Terrell Owens had to wait a few years before receiving his deserved spot in the Pro Football Hall of Fame. His career statistics were undeniable, meaning his delayed entry was all about something else. It's a good warning to all other players who hope to one day join him in Canton.

If all you knew about T.O. was that he was second all-time in receiving yards and third all-time in touchdowns, you'd think that was enough to have been a first-ballot inductee. But six Pro Bowls and five All-Pro selections, great as they are, don't equal one Super Bowl championship.

Owens was never on a Super Bowl-winning team. And in some cases, he was to blame for his teams' lack of success.

The Hall of Fame doesn't care much about your personal life. O.J. Simpson's bust is still in there, and maybe they'll put Ray Lewis right beside him. What you away from football doesn't appear to be much of a consideration.

But no matter how good you were on the field, your actions in the locker room and elsewhere in your professional life will follow you. And if that behavior was a perceived distraction from or detriment to winning, they will haunt you even more.

Cowboys Blog - Cowboys Move On ... Without Terrell Owens

Terrell Owens, now headed to the Hall of Fame

How much Terrell Owens hurt or helped his teams has been hotly debated for years now. He was there the last time the Philadelphia Eagles were in a Super Bowl, catching nine balls for 122 yards, after having one of his best seasons.

■ EXERCISE DATA ■
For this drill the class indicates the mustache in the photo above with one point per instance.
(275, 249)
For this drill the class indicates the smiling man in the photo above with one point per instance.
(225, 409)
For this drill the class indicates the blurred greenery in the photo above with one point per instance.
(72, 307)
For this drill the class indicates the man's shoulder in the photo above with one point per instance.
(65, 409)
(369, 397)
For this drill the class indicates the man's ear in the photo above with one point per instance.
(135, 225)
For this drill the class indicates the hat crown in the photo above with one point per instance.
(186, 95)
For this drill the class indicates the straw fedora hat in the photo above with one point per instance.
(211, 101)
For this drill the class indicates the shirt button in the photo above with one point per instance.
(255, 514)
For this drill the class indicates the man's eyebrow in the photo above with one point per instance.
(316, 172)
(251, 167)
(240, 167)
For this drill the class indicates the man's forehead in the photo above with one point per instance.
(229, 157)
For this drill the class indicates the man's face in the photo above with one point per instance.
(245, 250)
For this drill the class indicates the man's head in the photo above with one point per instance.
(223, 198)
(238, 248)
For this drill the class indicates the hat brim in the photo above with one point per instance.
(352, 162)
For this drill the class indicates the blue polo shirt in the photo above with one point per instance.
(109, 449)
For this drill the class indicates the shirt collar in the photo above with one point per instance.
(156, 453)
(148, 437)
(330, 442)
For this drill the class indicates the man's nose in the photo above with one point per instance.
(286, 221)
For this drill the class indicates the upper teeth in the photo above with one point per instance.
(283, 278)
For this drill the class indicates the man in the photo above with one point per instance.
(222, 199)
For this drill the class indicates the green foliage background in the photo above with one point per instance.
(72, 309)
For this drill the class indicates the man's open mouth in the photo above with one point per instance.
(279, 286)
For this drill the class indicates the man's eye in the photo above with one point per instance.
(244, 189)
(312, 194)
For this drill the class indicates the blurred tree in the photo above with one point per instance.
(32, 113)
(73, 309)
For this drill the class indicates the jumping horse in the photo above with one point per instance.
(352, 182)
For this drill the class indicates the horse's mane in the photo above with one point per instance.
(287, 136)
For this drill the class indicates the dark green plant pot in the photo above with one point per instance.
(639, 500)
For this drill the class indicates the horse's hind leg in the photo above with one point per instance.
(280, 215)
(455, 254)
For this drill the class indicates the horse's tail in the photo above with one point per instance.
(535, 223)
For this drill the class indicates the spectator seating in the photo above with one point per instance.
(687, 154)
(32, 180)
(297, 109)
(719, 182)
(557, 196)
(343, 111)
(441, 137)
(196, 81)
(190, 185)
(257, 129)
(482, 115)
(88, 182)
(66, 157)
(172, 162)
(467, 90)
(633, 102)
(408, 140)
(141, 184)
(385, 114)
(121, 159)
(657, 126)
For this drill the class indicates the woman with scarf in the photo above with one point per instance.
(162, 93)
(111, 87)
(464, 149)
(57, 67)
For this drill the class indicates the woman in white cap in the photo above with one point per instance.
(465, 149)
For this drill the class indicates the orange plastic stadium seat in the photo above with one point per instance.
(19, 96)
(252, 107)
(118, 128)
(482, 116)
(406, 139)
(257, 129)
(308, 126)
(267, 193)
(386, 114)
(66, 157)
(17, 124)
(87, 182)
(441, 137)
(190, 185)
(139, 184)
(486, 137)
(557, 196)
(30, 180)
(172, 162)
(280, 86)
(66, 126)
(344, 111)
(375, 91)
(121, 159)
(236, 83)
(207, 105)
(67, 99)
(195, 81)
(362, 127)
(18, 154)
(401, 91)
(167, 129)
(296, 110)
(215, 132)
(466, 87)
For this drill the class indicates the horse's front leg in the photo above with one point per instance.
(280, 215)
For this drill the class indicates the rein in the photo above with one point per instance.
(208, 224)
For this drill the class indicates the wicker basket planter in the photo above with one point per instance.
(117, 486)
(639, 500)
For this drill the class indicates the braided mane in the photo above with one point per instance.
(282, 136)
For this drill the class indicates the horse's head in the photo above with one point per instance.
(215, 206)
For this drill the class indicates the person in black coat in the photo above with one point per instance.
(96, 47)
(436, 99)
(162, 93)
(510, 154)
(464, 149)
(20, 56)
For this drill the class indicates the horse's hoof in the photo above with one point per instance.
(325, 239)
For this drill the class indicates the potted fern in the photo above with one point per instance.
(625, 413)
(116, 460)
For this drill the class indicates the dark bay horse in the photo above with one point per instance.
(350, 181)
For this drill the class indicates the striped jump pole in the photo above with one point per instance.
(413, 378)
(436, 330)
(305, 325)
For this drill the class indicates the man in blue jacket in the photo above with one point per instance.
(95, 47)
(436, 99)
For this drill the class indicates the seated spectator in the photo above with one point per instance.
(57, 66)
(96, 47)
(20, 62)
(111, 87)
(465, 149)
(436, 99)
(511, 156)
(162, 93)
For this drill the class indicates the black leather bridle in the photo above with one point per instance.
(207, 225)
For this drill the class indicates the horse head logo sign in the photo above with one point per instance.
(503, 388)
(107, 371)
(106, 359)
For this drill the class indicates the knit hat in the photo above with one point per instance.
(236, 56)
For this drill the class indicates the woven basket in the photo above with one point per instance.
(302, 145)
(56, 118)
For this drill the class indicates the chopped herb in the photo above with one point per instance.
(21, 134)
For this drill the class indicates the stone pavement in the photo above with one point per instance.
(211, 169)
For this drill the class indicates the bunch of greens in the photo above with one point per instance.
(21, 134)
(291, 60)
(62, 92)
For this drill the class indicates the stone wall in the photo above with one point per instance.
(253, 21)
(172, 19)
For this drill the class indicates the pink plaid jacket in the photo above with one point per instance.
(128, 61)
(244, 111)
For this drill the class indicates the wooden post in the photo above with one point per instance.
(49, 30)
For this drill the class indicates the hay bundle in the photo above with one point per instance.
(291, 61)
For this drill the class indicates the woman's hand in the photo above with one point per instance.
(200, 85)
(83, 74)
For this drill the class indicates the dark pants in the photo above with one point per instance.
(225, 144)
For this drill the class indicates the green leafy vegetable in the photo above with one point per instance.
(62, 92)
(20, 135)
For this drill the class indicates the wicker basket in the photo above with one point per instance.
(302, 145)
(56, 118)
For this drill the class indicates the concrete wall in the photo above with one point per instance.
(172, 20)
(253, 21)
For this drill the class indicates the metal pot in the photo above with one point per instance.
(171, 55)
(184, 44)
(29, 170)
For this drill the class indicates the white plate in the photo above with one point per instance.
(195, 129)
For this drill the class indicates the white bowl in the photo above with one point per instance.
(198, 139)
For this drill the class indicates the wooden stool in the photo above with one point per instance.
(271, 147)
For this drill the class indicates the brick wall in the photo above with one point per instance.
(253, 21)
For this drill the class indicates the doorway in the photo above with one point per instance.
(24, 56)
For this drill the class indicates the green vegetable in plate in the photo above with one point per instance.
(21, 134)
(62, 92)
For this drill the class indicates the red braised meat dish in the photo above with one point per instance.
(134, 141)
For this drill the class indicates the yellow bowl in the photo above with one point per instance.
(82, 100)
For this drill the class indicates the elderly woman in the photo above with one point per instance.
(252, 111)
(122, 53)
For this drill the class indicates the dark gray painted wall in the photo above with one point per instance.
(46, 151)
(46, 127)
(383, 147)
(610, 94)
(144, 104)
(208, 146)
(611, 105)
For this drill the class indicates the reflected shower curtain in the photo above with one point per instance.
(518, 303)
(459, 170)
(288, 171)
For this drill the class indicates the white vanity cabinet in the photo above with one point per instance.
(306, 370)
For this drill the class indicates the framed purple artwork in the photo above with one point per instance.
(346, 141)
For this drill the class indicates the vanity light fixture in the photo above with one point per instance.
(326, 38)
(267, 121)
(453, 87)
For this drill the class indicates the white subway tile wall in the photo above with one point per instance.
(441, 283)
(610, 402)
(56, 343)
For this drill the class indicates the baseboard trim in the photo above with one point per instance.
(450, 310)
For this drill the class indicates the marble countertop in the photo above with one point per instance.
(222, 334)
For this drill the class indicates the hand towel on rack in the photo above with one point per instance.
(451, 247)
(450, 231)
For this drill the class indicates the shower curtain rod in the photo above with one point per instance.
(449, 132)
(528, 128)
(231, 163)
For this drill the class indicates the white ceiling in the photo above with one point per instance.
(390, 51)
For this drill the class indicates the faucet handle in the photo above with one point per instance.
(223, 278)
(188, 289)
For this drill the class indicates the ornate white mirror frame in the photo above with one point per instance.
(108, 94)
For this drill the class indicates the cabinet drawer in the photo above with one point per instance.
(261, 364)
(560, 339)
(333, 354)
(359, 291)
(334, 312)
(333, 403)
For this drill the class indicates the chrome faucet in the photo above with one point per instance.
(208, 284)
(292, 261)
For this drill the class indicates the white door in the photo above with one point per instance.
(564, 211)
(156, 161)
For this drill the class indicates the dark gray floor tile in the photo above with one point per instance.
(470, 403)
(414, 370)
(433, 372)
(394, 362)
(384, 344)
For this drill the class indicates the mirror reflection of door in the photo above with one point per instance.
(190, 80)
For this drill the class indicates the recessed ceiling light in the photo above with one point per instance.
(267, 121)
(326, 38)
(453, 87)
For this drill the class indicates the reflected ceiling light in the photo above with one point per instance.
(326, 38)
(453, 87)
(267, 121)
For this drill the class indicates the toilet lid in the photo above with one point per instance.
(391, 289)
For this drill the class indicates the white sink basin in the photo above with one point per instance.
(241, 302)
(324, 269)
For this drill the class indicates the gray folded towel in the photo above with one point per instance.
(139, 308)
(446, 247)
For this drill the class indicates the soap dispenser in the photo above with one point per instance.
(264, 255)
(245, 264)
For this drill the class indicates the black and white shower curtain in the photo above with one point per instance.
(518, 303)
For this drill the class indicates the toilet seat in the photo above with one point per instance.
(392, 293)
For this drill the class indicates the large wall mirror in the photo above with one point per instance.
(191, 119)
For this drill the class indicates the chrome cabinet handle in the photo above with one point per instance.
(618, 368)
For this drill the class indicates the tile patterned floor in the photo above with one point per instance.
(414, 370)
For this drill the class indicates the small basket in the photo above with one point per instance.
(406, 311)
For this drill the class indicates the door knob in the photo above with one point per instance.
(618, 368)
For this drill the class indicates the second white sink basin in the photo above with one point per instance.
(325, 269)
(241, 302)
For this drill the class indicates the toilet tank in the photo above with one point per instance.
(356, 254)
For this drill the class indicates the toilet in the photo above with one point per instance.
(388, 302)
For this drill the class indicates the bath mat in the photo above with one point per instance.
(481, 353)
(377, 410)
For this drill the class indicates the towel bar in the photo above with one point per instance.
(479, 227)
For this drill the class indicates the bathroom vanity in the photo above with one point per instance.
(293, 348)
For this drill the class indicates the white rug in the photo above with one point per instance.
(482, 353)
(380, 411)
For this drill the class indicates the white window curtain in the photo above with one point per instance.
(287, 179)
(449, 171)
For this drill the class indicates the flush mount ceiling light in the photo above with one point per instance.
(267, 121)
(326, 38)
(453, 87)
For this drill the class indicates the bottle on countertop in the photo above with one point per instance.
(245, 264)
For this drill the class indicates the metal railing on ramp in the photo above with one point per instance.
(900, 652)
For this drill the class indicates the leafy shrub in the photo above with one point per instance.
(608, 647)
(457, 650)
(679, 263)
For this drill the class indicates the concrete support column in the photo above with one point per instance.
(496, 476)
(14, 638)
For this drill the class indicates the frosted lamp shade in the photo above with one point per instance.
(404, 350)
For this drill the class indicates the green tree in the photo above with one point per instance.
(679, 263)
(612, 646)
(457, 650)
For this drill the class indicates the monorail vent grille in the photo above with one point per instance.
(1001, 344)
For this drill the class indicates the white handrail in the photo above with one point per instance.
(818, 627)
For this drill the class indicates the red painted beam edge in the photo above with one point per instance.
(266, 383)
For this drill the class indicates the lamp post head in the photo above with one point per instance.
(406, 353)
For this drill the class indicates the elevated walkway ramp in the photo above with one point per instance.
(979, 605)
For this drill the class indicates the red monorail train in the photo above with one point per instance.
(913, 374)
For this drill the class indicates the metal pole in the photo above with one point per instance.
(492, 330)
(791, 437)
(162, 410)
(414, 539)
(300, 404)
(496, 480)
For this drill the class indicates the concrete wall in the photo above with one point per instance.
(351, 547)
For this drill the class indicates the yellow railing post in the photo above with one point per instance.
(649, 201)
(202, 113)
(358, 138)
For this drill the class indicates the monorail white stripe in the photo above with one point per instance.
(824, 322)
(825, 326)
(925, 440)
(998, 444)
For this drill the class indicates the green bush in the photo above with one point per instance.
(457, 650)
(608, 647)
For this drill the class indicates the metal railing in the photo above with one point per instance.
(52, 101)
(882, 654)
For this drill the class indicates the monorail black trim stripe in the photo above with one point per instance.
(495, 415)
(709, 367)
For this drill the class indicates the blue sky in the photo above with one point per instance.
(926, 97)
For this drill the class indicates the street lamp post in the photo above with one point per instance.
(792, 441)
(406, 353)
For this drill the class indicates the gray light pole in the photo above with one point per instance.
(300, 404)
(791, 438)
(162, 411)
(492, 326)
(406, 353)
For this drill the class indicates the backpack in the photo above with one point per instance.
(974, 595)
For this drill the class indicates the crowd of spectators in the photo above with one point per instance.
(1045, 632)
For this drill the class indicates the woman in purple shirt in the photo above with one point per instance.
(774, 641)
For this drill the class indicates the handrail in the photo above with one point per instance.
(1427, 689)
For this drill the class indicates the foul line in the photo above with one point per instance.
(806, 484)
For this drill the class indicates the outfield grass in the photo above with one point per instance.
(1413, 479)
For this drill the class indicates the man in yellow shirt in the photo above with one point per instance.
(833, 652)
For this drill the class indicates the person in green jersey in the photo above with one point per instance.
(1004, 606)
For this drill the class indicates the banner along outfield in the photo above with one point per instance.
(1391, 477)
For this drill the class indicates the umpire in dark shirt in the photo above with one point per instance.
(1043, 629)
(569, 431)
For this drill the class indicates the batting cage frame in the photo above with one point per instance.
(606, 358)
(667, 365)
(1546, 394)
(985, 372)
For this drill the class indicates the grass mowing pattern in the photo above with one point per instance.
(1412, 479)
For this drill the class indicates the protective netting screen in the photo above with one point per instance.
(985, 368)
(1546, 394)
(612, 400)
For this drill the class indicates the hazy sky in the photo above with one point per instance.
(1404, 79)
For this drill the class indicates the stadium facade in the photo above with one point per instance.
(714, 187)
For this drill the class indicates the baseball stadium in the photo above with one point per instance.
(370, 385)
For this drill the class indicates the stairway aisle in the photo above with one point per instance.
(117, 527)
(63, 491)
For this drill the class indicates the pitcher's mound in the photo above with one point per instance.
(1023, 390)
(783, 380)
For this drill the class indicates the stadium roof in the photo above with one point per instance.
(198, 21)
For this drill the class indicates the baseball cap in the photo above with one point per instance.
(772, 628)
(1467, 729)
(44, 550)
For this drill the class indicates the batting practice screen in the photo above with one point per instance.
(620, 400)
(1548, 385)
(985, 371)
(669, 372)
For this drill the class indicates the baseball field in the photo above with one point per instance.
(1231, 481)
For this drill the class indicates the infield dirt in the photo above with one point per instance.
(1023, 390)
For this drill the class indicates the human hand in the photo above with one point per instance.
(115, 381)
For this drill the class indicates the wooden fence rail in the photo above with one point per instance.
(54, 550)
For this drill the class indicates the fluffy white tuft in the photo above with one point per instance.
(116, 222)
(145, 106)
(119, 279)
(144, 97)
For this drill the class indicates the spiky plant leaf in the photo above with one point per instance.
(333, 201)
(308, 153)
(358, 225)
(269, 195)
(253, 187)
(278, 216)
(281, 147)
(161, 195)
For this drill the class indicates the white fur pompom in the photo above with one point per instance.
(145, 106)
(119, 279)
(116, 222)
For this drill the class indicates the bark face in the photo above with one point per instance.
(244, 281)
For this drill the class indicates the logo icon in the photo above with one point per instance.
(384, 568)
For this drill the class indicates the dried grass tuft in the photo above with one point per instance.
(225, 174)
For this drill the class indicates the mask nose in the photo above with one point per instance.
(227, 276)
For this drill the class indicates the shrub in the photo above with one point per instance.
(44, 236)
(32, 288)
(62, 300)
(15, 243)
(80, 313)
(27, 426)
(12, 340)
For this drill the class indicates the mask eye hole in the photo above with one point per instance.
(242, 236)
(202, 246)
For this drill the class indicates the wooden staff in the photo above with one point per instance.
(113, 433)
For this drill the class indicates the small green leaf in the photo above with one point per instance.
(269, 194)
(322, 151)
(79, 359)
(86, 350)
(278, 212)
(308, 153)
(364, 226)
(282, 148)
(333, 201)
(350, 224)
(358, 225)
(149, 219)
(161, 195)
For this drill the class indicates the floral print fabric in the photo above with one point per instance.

■ REQUIRED ACTIONS ■
(A) Name every football player mentioned in the passage about Terrell Owens.
(B) Rewrite the section of the rows from the line containing "For this drill the class indicates the white fur" through the end of the rows. Change "drill" to "exercise" and leave everything else as it is.
The passage about Terrell Owens and the rows are unrelated materials.

■ RESPONSES FOR EACH TASK ■
(A) Terrell Owens, O.J. Simpson, Ray Lewis

(B)
For this exercise the class indicates the white fur pompom in the photo above with one point per instance.
(145, 106)
(119, 279)
(116, 222)
For this exercise the class indicates the bark face in the photo above with one point per instance.
(244, 281)
For this exercise the class indicates the logo icon in the photo above with one point per instance.
(384, 568)
For this exercise the class indicates the dried grass tuft in the photo above with one point per instance.
(225, 174)
For this exercise the class indicates the mask nose in the photo above with one point per instance.
(227, 276)
For this exercise the class indicates the shrub in the photo above with one point per instance.
(44, 236)
(32, 288)
(62, 300)
(15, 243)
(80, 313)
(27, 426)
(12, 340)
For this exercise the class indicates the mask eye hole in the photo above with one point per instance.
(242, 236)
(202, 246)
For this exercise the class indicates the wooden staff in the photo above with one point per instance.
(113, 433)
For this exercise the class indicates the small green leaf in the photo above with one point per instance.
(269, 194)
(322, 151)
(79, 359)
(86, 350)
(278, 212)
(308, 153)
(364, 226)
(282, 148)
(333, 201)
(350, 224)
(358, 225)
(149, 219)
(161, 195)
For this exercise the class indicates the floral print fabric in the photo above with one point per instance.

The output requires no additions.